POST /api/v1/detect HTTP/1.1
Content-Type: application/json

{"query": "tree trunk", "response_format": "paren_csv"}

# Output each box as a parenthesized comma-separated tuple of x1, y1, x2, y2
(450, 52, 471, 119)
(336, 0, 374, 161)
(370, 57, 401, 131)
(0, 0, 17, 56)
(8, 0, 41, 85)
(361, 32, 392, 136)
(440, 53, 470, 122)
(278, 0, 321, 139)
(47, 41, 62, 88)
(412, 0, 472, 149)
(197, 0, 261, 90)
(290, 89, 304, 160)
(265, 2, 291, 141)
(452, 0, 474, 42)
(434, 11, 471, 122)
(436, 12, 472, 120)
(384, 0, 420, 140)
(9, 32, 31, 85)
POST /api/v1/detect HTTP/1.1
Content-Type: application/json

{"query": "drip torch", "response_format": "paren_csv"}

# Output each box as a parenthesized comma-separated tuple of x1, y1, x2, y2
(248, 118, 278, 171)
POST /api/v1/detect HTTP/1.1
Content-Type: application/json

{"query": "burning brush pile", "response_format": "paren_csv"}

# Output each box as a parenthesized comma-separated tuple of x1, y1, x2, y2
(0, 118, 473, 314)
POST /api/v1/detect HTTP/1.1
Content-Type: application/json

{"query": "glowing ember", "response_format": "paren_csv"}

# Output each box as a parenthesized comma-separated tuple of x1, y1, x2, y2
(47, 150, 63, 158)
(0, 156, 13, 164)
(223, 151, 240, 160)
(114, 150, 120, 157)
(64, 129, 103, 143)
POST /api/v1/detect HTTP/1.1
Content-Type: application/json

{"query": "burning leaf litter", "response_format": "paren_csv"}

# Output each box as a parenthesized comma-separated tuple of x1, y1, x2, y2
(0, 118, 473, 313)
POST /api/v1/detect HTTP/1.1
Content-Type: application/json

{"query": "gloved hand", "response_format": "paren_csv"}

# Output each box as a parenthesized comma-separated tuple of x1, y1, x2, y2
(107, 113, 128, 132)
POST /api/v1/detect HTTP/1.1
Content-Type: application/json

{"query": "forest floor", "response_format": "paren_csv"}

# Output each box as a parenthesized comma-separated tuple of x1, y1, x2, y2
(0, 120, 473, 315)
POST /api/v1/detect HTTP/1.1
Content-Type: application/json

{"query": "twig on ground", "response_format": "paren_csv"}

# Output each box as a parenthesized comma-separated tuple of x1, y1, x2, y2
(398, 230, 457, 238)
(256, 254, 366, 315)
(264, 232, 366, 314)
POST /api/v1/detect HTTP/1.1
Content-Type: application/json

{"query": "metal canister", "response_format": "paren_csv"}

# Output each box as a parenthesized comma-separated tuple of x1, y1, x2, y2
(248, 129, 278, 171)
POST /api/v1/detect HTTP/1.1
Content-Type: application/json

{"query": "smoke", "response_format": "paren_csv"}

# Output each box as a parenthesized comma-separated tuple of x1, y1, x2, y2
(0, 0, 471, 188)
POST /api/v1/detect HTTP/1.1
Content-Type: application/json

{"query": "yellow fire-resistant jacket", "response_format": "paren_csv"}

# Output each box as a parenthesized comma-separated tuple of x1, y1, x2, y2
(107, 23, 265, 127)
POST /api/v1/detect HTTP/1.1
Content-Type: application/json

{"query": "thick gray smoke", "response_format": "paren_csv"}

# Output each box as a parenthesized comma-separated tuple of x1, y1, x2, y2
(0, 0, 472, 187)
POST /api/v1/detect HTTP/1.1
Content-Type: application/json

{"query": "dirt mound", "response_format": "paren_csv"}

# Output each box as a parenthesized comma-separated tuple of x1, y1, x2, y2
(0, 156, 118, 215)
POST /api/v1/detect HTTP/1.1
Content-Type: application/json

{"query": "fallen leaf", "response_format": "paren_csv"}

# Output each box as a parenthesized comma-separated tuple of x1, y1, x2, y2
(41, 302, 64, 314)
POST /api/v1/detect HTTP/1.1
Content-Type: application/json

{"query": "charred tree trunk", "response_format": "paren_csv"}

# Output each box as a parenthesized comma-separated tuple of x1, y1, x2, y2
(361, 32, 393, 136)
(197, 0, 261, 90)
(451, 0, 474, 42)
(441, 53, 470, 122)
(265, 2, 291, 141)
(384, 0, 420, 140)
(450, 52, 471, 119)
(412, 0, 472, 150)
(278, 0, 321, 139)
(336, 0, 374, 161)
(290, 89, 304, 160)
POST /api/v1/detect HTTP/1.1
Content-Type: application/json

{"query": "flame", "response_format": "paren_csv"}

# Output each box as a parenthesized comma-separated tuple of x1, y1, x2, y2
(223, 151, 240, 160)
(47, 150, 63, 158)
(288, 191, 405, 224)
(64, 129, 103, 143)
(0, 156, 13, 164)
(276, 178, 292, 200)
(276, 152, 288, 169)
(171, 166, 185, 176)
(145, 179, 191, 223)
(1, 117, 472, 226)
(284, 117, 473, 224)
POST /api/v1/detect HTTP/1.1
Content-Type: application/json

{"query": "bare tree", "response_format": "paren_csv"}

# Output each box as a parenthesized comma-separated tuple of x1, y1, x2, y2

============

• Task goal
Within the data, how many lines hold the word "trunk"? State only that number.

• Exercise result
2